▶ _Problem description_:
Change every "yellow flower center" in the items below to "yellow blossom center" and keep everything else the same. Leave the pictures out of your answer.

▶ _Supplied data_:
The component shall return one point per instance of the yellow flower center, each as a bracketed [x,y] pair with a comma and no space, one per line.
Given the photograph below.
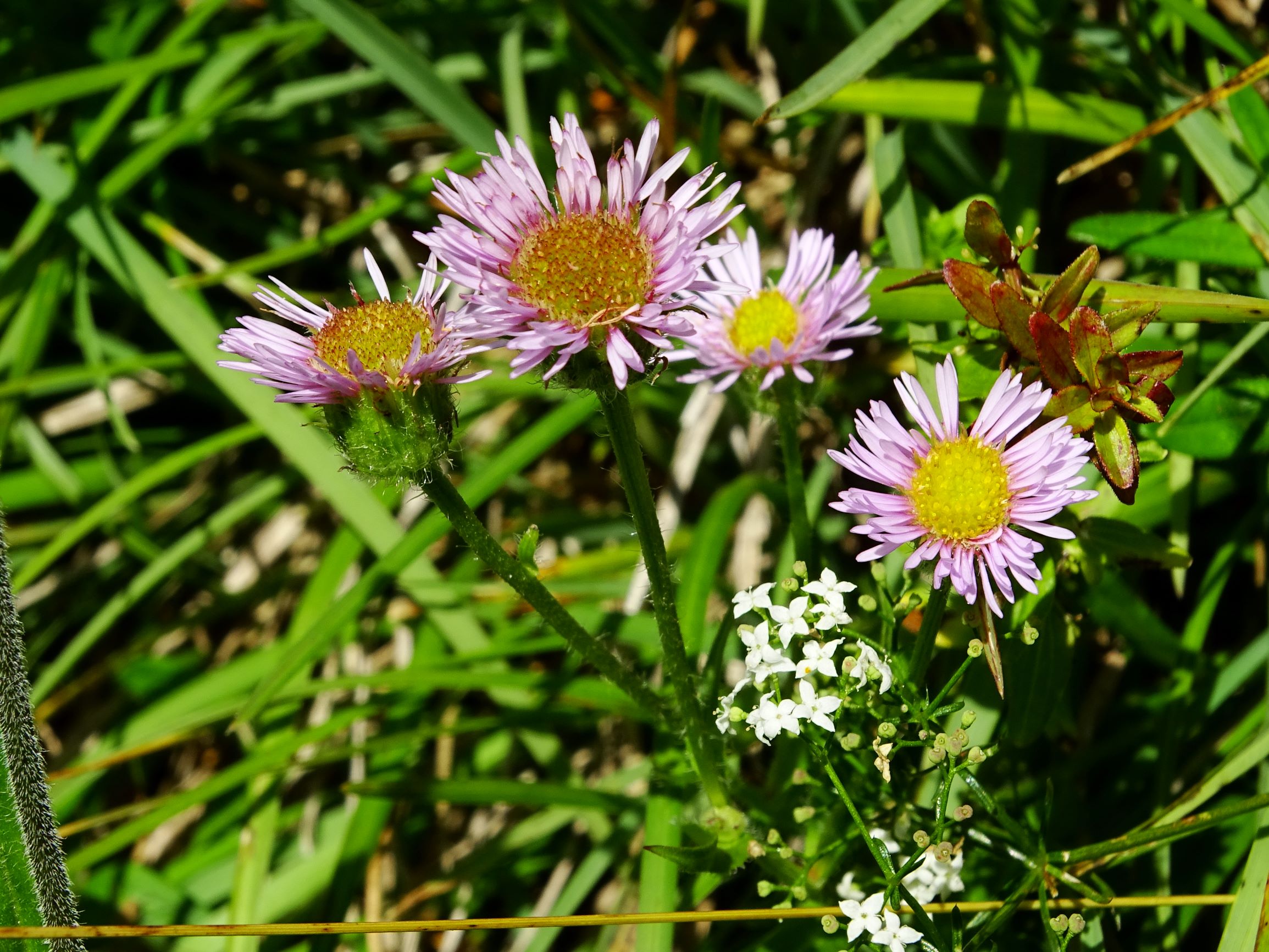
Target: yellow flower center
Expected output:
[761,320]
[961,490]
[584,268]
[380,331]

▶ _Exercise response_:
The component shall return one point per instance of the yellow blossom center, each as a bracketed [x,y] pair with a comma and no space, one per line.
Given the photograph below.
Target: yellow blossom center
Expected output:
[761,320]
[961,490]
[584,268]
[380,331]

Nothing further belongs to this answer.